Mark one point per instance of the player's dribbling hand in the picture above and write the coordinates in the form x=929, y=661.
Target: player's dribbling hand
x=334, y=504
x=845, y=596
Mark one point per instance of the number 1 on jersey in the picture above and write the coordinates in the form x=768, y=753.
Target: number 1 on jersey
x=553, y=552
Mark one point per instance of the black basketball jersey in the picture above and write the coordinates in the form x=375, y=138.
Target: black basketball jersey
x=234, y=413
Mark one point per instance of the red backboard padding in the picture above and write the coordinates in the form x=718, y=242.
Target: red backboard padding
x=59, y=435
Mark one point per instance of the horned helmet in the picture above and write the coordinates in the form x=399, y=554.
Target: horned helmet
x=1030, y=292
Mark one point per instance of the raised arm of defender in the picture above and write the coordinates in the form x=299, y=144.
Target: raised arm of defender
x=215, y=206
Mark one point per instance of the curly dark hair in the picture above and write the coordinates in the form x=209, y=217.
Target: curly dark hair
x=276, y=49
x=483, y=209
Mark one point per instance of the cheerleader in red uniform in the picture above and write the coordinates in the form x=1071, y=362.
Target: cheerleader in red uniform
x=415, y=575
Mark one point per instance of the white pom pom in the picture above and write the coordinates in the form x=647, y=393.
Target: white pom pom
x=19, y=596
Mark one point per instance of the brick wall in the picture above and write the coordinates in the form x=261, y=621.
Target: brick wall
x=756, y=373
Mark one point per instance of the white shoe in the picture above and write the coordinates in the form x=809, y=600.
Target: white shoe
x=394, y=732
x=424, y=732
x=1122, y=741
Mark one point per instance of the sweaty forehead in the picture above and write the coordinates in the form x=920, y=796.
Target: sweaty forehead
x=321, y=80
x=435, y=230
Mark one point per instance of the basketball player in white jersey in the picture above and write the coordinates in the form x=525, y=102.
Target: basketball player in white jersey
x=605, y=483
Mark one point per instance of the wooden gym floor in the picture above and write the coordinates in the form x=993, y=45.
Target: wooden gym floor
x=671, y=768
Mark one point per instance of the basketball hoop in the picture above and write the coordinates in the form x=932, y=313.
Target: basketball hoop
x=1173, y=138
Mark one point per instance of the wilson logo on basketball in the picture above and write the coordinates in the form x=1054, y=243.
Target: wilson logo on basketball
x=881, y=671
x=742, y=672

- - -

▶ Your objective
Beginning with the line that contains "Mark one point per instance of the sweaty" and ending with the last line of the data above, return those lines exactly and nothing else.

▶ Reply to the exercise
Mark one point per instance of the sweaty forehead in the picture above and write the coordinates in the form x=920, y=796.
Target: sweaty forehead
x=321, y=80
x=435, y=230
Mark one point per instance of the basketball player in white jersey in the picture above and write the coordinates in the form x=525, y=102.
Target: basketball player in white jersey
x=605, y=483
Mark one point per instance of the wooden gym floor in the picture above and write the coordinates in the form x=993, y=45.
Target: wooden gym floor
x=671, y=768
Mark one point per instance of the basketball hoop in the picture above and write the coordinates in the form x=932, y=313.
Target: basketball hoop
x=1173, y=138
Mark one point per instance of the wilson logo on basketball in the picture above and write the coordinates in the form x=1054, y=243.
Target: wilson logo on basketball
x=881, y=671
x=742, y=672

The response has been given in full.